EXERCISE OBJECTIVE:
Nothing but the images is to be left out of your exact copy of the entries.
· · · ·
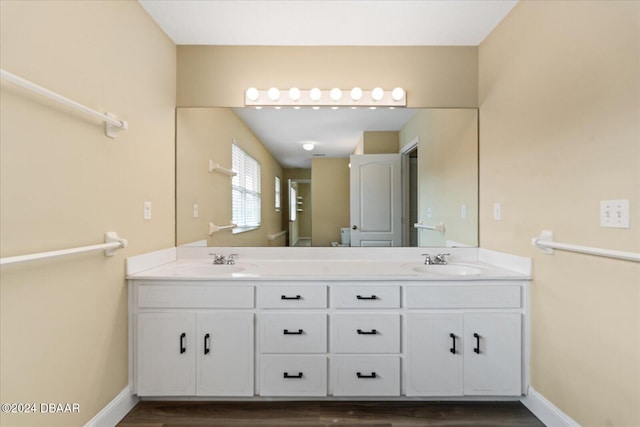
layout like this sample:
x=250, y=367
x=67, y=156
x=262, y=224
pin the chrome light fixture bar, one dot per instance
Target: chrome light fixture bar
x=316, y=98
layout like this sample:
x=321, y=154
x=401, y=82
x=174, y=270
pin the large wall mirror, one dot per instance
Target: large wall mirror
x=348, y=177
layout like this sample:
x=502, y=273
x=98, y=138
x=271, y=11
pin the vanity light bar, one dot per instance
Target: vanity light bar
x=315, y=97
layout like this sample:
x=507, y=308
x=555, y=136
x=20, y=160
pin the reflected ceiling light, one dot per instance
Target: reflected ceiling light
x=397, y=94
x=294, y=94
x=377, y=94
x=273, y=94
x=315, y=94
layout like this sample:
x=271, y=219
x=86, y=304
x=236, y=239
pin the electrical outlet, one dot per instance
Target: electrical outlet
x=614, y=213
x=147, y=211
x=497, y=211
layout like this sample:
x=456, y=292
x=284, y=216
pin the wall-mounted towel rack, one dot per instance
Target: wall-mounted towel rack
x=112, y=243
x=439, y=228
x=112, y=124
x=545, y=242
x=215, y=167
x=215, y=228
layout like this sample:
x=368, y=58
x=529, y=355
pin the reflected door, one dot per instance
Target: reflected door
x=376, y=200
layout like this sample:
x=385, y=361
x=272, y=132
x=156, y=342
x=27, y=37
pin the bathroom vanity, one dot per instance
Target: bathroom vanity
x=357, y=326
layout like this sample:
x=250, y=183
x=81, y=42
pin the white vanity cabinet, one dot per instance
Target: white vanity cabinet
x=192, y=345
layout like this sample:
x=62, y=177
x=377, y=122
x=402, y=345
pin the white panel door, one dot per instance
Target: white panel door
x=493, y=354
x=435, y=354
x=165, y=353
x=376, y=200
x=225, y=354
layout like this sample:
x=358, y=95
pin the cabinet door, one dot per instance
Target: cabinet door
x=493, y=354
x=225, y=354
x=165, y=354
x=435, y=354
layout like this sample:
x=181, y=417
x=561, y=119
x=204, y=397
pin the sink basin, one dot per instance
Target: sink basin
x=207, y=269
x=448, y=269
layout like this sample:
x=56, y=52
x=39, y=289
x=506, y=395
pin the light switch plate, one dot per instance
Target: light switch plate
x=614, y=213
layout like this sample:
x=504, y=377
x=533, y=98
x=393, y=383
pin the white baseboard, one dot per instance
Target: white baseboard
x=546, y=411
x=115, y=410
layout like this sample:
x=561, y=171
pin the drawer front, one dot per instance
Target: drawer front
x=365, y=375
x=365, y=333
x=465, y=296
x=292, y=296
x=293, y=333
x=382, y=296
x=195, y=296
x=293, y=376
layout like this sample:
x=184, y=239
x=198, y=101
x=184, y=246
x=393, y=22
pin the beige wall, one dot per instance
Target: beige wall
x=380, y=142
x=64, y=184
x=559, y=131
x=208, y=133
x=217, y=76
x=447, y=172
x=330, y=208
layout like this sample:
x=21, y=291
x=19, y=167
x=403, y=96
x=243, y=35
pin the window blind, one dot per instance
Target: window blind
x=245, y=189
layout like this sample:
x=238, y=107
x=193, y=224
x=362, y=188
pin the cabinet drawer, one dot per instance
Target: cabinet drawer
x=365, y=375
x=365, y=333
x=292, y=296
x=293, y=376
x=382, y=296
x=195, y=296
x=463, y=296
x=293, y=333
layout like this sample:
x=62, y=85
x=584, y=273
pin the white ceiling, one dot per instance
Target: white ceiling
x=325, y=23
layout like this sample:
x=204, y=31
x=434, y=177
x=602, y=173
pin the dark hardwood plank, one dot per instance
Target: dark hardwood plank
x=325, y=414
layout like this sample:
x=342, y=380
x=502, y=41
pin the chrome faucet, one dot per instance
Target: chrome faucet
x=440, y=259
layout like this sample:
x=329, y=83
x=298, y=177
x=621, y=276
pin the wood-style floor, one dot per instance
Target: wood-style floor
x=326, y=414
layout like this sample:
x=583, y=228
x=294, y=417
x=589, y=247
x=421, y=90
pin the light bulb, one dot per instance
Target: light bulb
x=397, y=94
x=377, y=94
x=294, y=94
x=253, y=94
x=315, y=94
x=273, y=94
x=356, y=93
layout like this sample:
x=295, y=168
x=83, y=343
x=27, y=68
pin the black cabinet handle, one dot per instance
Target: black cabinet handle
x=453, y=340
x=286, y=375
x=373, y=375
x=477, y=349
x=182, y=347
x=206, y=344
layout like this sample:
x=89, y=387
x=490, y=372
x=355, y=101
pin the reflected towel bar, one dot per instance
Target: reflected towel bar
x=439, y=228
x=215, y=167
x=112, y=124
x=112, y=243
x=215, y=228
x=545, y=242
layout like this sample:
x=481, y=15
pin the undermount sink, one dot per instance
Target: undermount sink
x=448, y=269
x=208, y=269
· · · ·
TASK RESULT:
layout like this sample:
x=250, y=367
x=67, y=156
x=262, y=224
pin the chrome light fixture bar, one dot per instance
Target: chrome light fixture bar
x=316, y=98
layout like this sample:
x=321, y=154
x=401, y=82
x=174, y=270
pin the large wall mirror, one dot per instance
Target: large wall mirror
x=348, y=177
layout like this sample:
x=502, y=273
x=98, y=138
x=271, y=11
pin the vanity light bar, one dot per instance
Target: vanity light bar
x=315, y=97
layout like this sample:
x=507, y=308
x=555, y=136
x=20, y=160
pin the reflected ceiling light, one dot per instance
Target: reflected ceiling light
x=397, y=94
x=294, y=94
x=377, y=94
x=273, y=94
x=315, y=94
layout like this sample:
x=271, y=219
x=86, y=304
x=236, y=239
pin the electrical outlet, one dot per instance
Target: electrical outlet
x=614, y=213
x=147, y=211
x=497, y=211
layout like this sample:
x=456, y=292
x=284, y=216
pin the wall-mounted towel rack, one dot per instance
Target: wall-mounted towel rack
x=112, y=243
x=439, y=228
x=112, y=124
x=545, y=242
x=215, y=167
x=215, y=228
layout like this sample:
x=368, y=58
x=529, y=355
pin the reflected door, one dot per instance
Target: reflected door
x=376, y=200
layout like this sample:
x=385, y=361
x=272, y=132
x=156, y=342
x=27, y=37
pin the bathroom vanity, one dot per instance
Target: bathroom vanity
x=357, y=326
layout like this sample:
x=250, y=183
x=81, y=42
pin the white vanity cabinet, one dot per instance
Target: white vanity cabinet
x=192, y=345
layout like this sample:
x=62, y=177
x=377, y=122
x=402, y=345
pin the white panel door, one dot per instance
Target: white panel door
x=493, y=354
x=435, y=354
x=165, y=353
x=376, y=200
x=225, y=354
layout like this sample:
x=358, y=95
pin the cabinet door, one dot per instance
Target: cabinet door
x=493, y=354
x=225, y=354
x=165, y=354
x=435, y=354
layout like this sample:
x=181, y=417
x=561, y=119
x=204, y=397
pin the sink basin, one dot per instance
Target: sink basin
x=207, y=269
x=448, y=269
layout like this sample:
x=56, y=52
x=39, y=289
x=506, y=395
pin the light switch plate, one dot per instance
Target: light switch plate
x=614, y=213
layout like this sample:
x=504, y=377
x=533, y=98
x=393, y=383
pin the white baseboard, one dot per instance
Target: white baseboard
x=546, y=411
x=115, y=410
layout like this sample:
x=561, y=171
pin the drawer front, one dot per instance
Target: drawer front
x=365, y=375
x=365, y=333
x=465, y=296
x=292, y=296
x=293, y=333
x=382, y=296
x=195, y=296
x=293, y=376
layout like this sample:
x=184, y=239
x=198, y=101
x=184, y=246
x=393, y=22
pin the beige wall, one dot per instance
Target: beige wall
x=380, y=142
x=64, y=184
x=559, y=131
x=208, y=133
x=217, y=76
x=447, y=172
x=330, y=208
layout like this sample:
x=21, y=291
x=19, y=167
x=403, y=96
x=243, y=35
pin the window blind, one dot per instance
Target: window blind
x=245, y=189
layout like this sample:
x=238, y=107
x=193, y=224
x=362, y=188
pin the cabinet drawer, one dot per instance
Target: cabinet drawer
x=365, y=375
x=365, y=333
x=292, y=296
x=293, y=376
x=382, y=296
x=195, y=296
x=463, y=296
x=293, y=333
layout like this sample:
x=62, y=85
x=584, y=273
pin the white ceiling, one dot per instance
Target: white ceiling
x=325, y=23
layout like this sample:
x=204, y=31
x=434, y=177
x=602, y=173
pin the dark hardwood plank, one dot per instance
Target: dark hardwood plank
x=325, y=414
layout like this sample:
x=342, y=380
x=502, y=41
pin the chrome faucet, one dot per instance
Target: chrome faucet
x=440, y=259
layout like this sample:
x=329, y=83
x=298, y=177
x=621, y=276
pin the wood-style floor, one dot per instance
Target: wood-style floor
x=326, y=414
layout like this sample:
x=583, y=228
x=294, y=417
x=589, y=247
x=421, y=90
pin the light bulb, one dot per instance
Target: light bulb
x=397, y=94
x=377, y=94
x=294, y=94
x=253, y=94
x=315, y=94
x=273, y=94
x=356, y=93
layout like this sample:
x=295, y=168
x=83, y=343
x=27, y=68
pin the black cabinet handle, one dot per instance
Target: black cabinet handle
x=453, y=340
x=286, y=375
x=373, y=375
x=477, y=349
x=182, y=347
x=206, y=344
layout like this sample:
x=89, y=387
x=490, y=372
x=355, y=101
pin the reflected towel bar, one dot per instance
Target: reflected towel bar
x=439, y=228
x=215, y=167
x=112, y=124
x=112, y=243
x=215, y=228
x=545, y=242
layout like this sample:
x=481, y=15
pin the undermount sink, one dot per instance
Target: undermount sink
x=448, y=269
x=208, y=269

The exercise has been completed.